(Data entries)
** START **
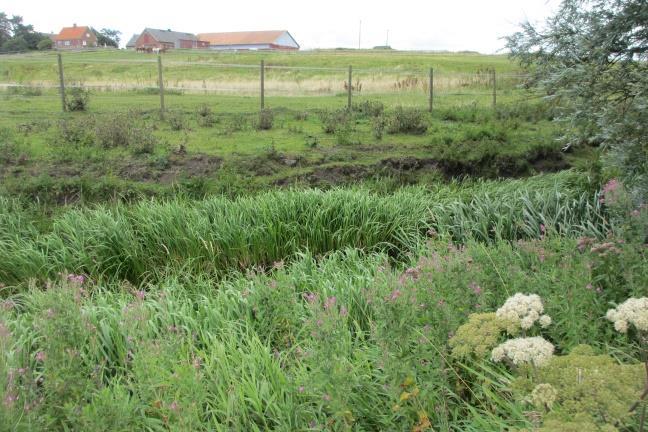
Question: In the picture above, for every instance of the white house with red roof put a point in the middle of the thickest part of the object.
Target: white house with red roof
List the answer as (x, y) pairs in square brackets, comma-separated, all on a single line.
[(75, 37)]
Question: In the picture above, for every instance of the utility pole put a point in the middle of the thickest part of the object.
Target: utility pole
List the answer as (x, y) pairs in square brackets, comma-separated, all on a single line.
[(360, 35)]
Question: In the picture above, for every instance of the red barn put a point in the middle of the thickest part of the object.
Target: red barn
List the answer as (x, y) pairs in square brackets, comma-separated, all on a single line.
[(168, 39), (75, 37)]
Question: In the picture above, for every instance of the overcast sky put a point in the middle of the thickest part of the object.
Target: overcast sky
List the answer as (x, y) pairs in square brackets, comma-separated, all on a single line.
[(452, 25)]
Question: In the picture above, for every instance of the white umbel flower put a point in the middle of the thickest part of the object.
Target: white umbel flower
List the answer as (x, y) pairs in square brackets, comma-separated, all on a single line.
[(524, 310), (534, 350), (633, 311)]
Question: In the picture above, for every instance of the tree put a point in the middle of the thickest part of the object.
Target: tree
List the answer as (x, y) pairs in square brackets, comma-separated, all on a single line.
[(17, 44), (16, 36), (591, 60), (45, 44), (5, 28), (108, 37)]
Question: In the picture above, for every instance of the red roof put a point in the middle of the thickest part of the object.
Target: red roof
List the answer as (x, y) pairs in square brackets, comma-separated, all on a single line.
[(241, 38), (72, 33)]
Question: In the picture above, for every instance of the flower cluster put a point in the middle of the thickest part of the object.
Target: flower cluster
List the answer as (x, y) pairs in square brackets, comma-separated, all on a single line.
[(544, 396), (525, 310), (633, 311), (534, 350)]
** END **
What this task involves: Could you lay out the lines above as a Markdown table with the columns "Row" and "Line," numbering each row, dropping any blank lines, and omitting the pictures?

Finished exercise:
| Row | Line |
|---|---|
| 1 | Question: In the picture above, for every instance of the white house with red roof put a point in the middle of the thickest part of the object. |
| 2 | Target: white house with red roof |
| 3 | List the answer as (x, y) pairs in square brackets, comma-separated, all on a single line. |
| 4 | [(75, 37)] |
| 5 | Question: In the picture above, for every instance of the utility pole put a point in the middle of the thickest part of the object. |
| 6 | Target: utility pole |
| 7 | List the answer as (x, y) pairs in square brackets, comma-separated, all on a single line. |
| 8 | [(360, 35)] |
| 9 | Question: In the picture above, for every instance of the red barn put a point in the middle of the thickest part of the object. |
| 10 | Target: red barn |
| 11 | List the answer as (x, y) pairs in square brackets, comma-separated, all on a single line. |
| 12 | [(168, 39), (75, 37)] |
| 13 | Question: In the picture above, for every instance of the overcast sky put a point in the middle of the thickest part of the object. |
| 14 | Target: overcast sky |
| 15 | List the answer as (x, y) pairs in square brackets, comma-separated, all on a single line. |
| 16 | [(452, 25)] |
| 17 | Question: In the picture above, for every instance of the white umbel flower put a point in the middle of the thickest part of the object. |
| 18 | Target: white umbel flower |
| 19 | List the answer as (x, y) pairs in square brackets, comma-separated, all on a single line. |
| 20 | [(524, 310), (534, 350), (633, 311)] |
| 21 | Question: In the picture above, for every instance of the tree put a point in the middle of the thickest part of the object. |
| 22 | Target: tree |
| 23 | List the answer as (x, y) pairs in square brackets, comma-separated, all on a single line. |
| 24 | [(17, 44), (16, 36), (591, 60), (45, 44), (5, 28), (108, 37)] |
| 25 | Question: In the picture above, for every instance of the red roof put a point in the middle of the thickest part of the object. |
| 26 | Target: red roof |
| 27 | List the answer as (x, y) pairs in square brackets, comma-separated, all on a single line. |
| 28 | [(241, 38), (72, 33)] |
| 29 | Question: In the picture above, for every instance of the flower cluster put a point in the middle of the thickest part of the object. |
| 30 | Target: flower cluster |
| 31 | List the answer as (x, y) pairs in square brackets, comma-separated, all on a single line. |
| 32 | [(544, 396), (525, 310), (633, 311), (534, 350)] |